## SOURCE DOCUMENT
In one ear, out the other? 4 learning transfer tips

Does this sound familiar? You’re sitting in a company-endorsed classroom training session, occasionally nodding your head in agreement, jotting down notes and intermittently adding to the discussion. You’re reasonably engaged in the learning process. However, when you return to the office the next day, much of the learning that you thought was taken onboard evaporates amidst the pressures of daily working life: there’s a looming deadline, a customer is angry, and your boss is throwing a temper tantrum.

Simply put, there’s been no opportunity for learning transfer to take place. That means moving the learning theory into practice doesn’t occur – so you forget what you superficially took onboard in yesterday’s training session.

Indeed, studies have shown that we only remember:

  • 10% of what we read
  • 20% of what we hear
  • 30% of what we see
  • 50% of what we see and hear
  • 70% of what we say and write
  • 90% of what we do

German research dating back to the 1880s – appropriately referred to as “The Forgetting Curve”[1] – indicates that nearly 90% of new skills are lost and forgotten within a year.

Is it any wonder your CFO questions the need to invest in employee learning & development? Given the vast amounts of time, money and resources spent on corporate training, it’s surprising that the degree to which an individual applies new skills and knowledge from training to the job – which is the primary goal of workplace training – is often neglected.

So, how can this be improved?

Here are 4 tips to ensure your training provides more “bang for your buck” in terms of transferring theory into practice on the job.

  1. Aim for a culture of learning

Learning should not be viewed as an isolated, one-off event that happens in your Learning Management System (LMS) or instructor-led training sessions; it needs to extend beyond those confines. Involve managers and peers – not just the few employees directly participating in a program. The Australian Institute of Training & Development (AITD)[2] suggests encouraging your organisation to promote the value of learning at work, stating: “A culture of learning promotes both formal and informal learning. It acknowledges that employees need opportunities to try out newly learned skills and that mastery or competence takes time. It’s possible that creating a culture of learning will reduce resistance to change and change is an inevitable part of learning and performance improvement.”

A learning culture also encourages learners to apply their newly acquired skills in practice, even if they have not perfected them yet. That means being open to novice mistakes. Learners should feel they won’t be punished for making mistakes; instead, a learning culture will let them make mistakes, learn from those mistakes, and move on. Some accountability also helps: set goals and expectations of the training. What do you expect the learner will take away from the experience?

## EXTRACTED DATA
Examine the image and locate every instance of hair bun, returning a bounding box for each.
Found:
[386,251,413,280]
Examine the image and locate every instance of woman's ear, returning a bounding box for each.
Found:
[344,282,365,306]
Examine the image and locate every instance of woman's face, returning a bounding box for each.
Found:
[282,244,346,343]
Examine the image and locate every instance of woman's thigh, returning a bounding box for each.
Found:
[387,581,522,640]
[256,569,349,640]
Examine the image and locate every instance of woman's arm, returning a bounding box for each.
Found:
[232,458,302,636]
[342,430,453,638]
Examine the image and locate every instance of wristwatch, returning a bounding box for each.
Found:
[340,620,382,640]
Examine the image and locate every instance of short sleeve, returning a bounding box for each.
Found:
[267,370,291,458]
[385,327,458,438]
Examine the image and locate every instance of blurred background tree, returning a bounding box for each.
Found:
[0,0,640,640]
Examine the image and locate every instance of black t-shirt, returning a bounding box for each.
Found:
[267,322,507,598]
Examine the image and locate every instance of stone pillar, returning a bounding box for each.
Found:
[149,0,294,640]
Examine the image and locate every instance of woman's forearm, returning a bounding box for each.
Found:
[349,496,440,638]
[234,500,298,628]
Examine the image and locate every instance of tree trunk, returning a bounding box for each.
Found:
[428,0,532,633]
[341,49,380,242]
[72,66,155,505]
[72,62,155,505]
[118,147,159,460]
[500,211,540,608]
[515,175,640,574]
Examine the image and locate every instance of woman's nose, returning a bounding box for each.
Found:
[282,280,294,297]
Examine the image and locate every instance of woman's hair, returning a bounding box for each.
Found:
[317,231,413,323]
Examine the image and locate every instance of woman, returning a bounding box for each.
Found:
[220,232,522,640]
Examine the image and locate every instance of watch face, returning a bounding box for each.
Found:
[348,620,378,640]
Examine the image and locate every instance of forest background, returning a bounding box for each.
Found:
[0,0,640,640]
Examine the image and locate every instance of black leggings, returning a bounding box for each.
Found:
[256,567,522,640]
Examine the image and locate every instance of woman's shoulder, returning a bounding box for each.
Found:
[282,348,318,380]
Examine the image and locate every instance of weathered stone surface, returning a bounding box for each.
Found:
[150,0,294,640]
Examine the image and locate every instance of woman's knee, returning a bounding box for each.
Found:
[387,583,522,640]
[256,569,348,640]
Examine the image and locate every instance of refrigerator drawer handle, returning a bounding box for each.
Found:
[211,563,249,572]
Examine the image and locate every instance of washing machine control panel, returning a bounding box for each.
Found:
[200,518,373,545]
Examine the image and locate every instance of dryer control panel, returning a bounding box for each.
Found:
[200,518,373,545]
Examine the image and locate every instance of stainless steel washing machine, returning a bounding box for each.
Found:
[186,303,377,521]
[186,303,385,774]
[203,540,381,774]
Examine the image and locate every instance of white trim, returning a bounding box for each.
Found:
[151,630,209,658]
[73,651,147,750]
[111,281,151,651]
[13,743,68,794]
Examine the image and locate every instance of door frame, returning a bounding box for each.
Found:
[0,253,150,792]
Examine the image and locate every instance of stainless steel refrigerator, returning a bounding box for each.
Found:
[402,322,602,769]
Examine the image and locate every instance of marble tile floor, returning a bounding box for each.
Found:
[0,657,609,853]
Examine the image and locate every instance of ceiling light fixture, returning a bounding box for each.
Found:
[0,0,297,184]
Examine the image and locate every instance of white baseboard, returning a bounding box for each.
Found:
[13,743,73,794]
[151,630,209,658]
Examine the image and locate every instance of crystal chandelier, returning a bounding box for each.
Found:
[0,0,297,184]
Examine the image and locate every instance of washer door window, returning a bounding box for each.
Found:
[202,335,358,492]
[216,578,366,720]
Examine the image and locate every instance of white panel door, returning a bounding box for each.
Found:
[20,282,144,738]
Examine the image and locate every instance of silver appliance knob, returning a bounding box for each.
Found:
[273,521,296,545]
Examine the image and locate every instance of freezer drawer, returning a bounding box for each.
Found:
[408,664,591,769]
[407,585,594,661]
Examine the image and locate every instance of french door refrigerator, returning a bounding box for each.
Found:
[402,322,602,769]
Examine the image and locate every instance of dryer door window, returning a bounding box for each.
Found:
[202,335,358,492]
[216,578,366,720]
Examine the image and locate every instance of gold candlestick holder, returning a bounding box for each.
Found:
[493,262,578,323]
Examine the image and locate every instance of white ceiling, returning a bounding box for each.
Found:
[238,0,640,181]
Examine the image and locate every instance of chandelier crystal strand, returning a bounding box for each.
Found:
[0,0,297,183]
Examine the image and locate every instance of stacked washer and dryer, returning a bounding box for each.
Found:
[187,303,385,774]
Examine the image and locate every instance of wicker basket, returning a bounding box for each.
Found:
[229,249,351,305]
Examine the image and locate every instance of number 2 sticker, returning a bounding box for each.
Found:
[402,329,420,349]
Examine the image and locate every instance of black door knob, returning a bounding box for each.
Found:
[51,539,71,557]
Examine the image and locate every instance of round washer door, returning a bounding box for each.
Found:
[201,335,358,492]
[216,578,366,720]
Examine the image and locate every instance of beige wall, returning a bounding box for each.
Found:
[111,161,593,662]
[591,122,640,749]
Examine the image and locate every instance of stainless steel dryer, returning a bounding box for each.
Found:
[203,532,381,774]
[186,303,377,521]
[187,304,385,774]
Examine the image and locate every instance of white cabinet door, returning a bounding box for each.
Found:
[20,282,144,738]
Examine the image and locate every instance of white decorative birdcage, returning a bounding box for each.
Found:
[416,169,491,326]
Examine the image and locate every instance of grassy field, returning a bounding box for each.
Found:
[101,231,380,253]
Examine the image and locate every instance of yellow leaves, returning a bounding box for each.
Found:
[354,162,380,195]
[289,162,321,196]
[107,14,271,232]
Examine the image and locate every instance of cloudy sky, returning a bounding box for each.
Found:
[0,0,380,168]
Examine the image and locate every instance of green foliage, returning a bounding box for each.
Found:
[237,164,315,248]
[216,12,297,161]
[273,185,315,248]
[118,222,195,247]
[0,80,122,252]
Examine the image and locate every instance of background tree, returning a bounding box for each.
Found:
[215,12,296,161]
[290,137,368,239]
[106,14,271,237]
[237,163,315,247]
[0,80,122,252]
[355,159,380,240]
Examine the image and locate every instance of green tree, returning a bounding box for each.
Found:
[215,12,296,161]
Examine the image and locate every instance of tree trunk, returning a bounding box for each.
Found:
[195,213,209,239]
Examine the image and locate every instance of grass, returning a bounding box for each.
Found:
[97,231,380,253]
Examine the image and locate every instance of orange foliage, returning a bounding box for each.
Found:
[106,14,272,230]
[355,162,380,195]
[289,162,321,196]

## BRIEF 1
In the learning transfer article, reproduce the stretch from "Indeed, studies have" through "is often neglected.", substituting "finance director" for "CFO".
## BRIEF 2
Answer these questions using the learning transfer article:
(a) According to the studies cited, what percentage of what we do do we remember?
(b) What share of new skills does the German research on "The Forgetting Curve" indicate are lost and forgotten within a year?
(c) Which organization does the article quote on the value of a culture of learning?
## BRIEF 3
Continue the learning transfer article from the point at which it stops.

## TASK RESULT 1
Indeed, studies have shown that we only remember:

  • 10% of what we read
  • 20% of what we hear
  • 30% of what we see
  • 50% of what we see and hear
  • 70% of what we say and write
  • 90% of what we do

German research dating back to the 1880s – appropriately referred to as “The Forgetting Curve”[1] – indicates that nearly 90% of new skills are lost and forgotten within a year.

Is it any wonder your finance director questions the need to invest in employee learning & development? Given the vast amounts of time, money and resources spent on corporate training, it’s surprising that the degree to which an individual applies new skills and knowledge from training to the job – which is the primary goal of workplace training – is often neglected.

## TASK RESULT 2
(a) 90%
(b) Nearly 90%
(c) The Australian Institute of Training & Development (AITD)

## TASK RESULT 3
  1. Make the training relevant

It sounds obvious but it’s surprising how often the learning undertaken has limited relevance to day-to-day jobs. It comes as no surprise that when trainees perceive learning as relevant, useful, and valuable, they are more likely to apply their newly learned skills. This applies as much to mandatory compliance-related training as it does to voluntary, self-selected learning. A key part of this is to weave in the “what’s in it for me?” foundations. Factors that might achieve this include:

  • Acknowledgement that the trainee needs to improve his or her job performance
  • The practicality and ease of transferring new skills to the job
  • Belief that the new skills will improve job performance

The last point is perhaps the most critical. Regardless of whether the training is an online course, a three-minute video, an hour-long classroom session or a two-day conference, employees should have a clear understanding of how it’s going to be relevant to their role, what information they will learn to improve their daily work, and how this improved work will impact the organisation’s success. For example, if you need a marketing manager to attend training for a new platform, explain the new features it offers, the time it will save, and the potential increased revenue it promises for the company.

  1. Create a positive learning environment

Several things won’t cut it in today’s connected, digital world: rigid lesson schedules, uncomfortable classrooms, asking learners to work outside of normal hours to undertake training. None of these apply with mobile and online learning where the onus is on the learner themselves to create a positive learning environment in their own time, in their own space. They can also decide when they want to learn rather than being locked into a time and date. Similarly, learners should be empowered to take learning into their own hands: to choose the courses and learning pathways that suits their needs.

  1. Encourage skills application

Adults learn best when applying newly acquired skills to solve real problems. Yet training programs rely heavily on lectures, role playing, and “war stories”. McKinsey[3] suggests active learning is the answer. Effective training programs encourage participants to practice new skills in the context of real-life situations or include projects that can noticeably improve an organisation’s results as learners build their skills.

Gamification and other motivational techniques can be utilised to encourage not just knowledge retention but skills application. For example, learners can gain more points when they master the more practical components of a course. Mentoring and social workgroup discussions to share ideas about newly learned knowledge and skills can also help.

Clearly, we’ve moved from an era when training was simply something done to people to an era where it’s an interactive, self-driven, mutually beneficial process. Are your learning processes and frameworks up to the task?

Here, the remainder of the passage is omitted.